▸ **What needs to be done**
Turn the lines below, from the line containing "contain the sky." through the end of the records (inclusive), into a Markdown table with a Row column numbering each line and a Line column holding its text. Leave out any blank lines.
* * * * * * *
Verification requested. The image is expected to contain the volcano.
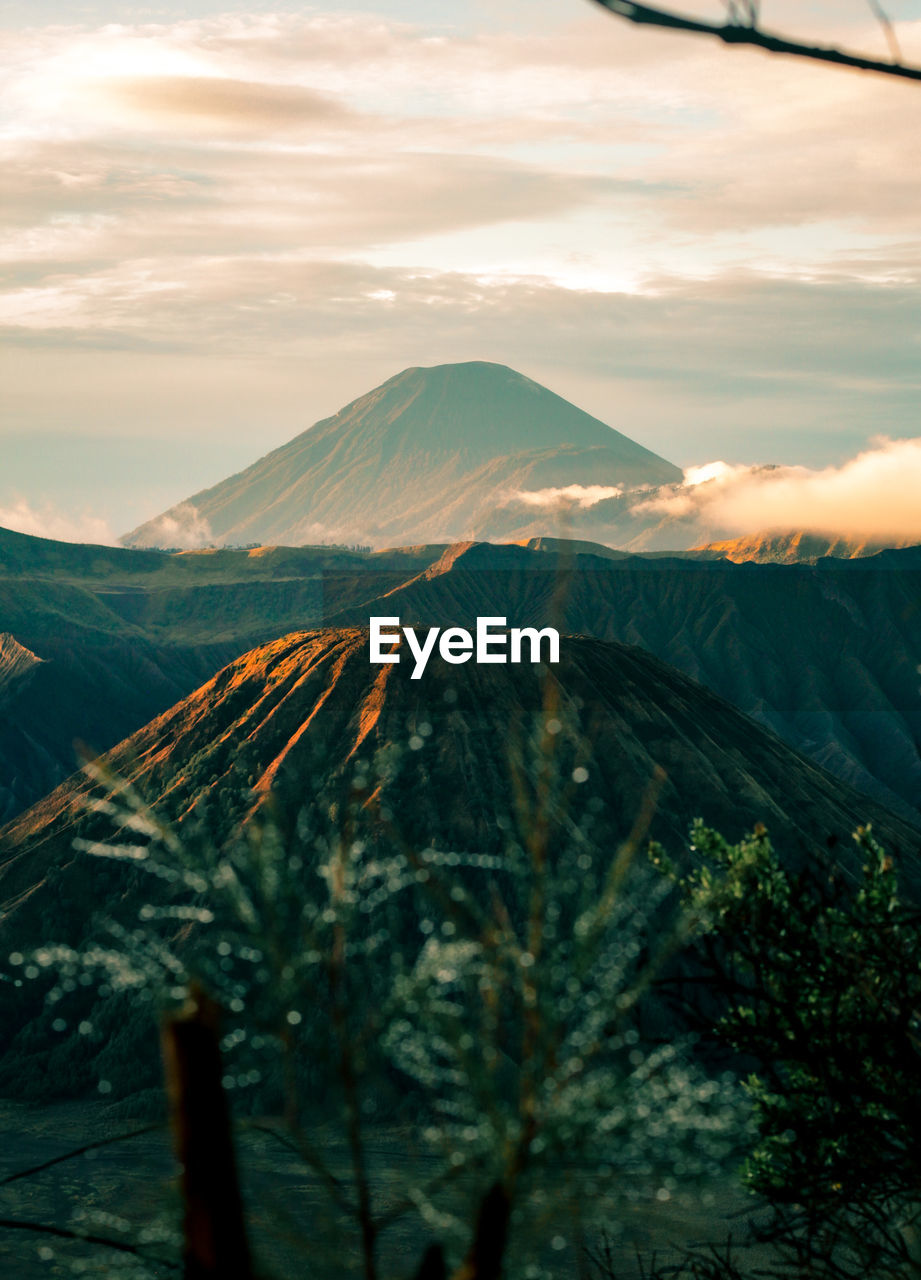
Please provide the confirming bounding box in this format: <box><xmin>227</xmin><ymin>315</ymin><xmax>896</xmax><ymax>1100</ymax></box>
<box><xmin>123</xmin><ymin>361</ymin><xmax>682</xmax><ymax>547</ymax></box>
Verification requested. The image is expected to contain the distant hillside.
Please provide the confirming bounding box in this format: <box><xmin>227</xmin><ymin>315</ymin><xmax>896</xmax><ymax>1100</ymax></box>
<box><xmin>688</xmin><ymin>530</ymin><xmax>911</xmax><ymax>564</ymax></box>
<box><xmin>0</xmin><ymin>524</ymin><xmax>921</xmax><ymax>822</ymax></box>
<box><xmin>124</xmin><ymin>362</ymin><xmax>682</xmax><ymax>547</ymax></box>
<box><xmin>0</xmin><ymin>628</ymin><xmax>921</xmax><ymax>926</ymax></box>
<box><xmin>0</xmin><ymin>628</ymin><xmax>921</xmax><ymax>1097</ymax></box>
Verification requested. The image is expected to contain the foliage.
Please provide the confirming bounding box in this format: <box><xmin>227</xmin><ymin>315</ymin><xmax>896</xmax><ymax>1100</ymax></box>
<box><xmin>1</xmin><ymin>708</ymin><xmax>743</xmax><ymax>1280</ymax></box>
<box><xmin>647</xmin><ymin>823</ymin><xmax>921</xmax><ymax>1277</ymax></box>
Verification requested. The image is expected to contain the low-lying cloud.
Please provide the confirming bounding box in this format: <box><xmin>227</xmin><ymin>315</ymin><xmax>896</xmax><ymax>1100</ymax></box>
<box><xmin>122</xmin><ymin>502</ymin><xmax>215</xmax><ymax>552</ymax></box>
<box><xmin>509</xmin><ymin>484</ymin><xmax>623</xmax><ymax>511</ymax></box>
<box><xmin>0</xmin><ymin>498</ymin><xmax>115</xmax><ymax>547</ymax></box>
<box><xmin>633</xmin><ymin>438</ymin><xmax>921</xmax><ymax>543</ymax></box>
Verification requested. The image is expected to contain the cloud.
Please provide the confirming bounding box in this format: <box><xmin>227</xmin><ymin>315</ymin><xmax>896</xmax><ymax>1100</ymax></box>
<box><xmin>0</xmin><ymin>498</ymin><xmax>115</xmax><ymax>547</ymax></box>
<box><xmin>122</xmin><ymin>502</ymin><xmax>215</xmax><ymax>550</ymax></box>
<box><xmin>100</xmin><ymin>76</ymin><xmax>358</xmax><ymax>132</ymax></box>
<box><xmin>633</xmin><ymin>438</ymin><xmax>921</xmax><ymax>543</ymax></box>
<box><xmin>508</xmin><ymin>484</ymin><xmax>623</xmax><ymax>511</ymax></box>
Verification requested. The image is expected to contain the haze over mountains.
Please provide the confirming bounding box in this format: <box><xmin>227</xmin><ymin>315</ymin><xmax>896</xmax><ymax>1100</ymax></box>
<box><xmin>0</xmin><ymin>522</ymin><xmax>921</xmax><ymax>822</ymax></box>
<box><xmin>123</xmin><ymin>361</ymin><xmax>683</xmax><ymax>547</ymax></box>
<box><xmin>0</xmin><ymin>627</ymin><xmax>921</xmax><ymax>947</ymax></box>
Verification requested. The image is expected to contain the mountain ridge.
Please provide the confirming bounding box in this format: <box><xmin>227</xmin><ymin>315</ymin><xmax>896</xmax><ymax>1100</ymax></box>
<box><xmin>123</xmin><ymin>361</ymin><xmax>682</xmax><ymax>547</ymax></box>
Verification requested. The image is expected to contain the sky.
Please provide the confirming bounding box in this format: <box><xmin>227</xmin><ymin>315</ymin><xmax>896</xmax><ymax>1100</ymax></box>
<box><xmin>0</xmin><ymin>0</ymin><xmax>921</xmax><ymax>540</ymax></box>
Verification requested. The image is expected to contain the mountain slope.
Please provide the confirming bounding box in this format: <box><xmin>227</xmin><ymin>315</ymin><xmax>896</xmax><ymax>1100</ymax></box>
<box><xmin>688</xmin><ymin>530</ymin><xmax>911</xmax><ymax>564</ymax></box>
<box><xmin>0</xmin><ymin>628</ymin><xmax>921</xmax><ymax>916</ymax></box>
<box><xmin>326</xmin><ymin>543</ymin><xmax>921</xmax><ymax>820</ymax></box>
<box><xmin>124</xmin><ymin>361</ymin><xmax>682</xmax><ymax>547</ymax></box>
* * * * * * *
▸ **Task response**
| Row | Line |
|---|---|
| 1 | Verification requested. The image is expected to contain the sky. |
| 2 | Please provide the confirming bounding box in this format: <box><xmin>227</xmin><ymin>315</ymin><xmax>896</xmax><ymax>1100</ymax></box> |
| 3 | <box><xmin>0</xmin><ymin>0</ymin><xmax>921</xmax><ymax>540</ymax></box> |
| 4 | Verification requested. The image is expected to contain the mountain slope. |
| 5 | Please provide the confirming bounding box in this format: <box><xmin>227</xmin><ymin>315</ymin><xmax>896</xmax><ymax>1100</ymax></box> |
| 6 | <box><xmin>688</xmin><ymin>530</ymin><xmax>911</xmax><ymax>564</ymax></box> |
| 7 | <box><xmin>0</xmin><ymin>628</ymin><xmax>921</xmax><ymax>916</ymax></box> |
| 8 | <box><xmin>326</xmin><ymin>543</ymin><xmax>921</xmax><ymax>820</ymax></box> |
| 9 | <box><xmin>124</xmin><ymin>361</ymin><xmax>682</xmax><ymax>547</ymax></box> |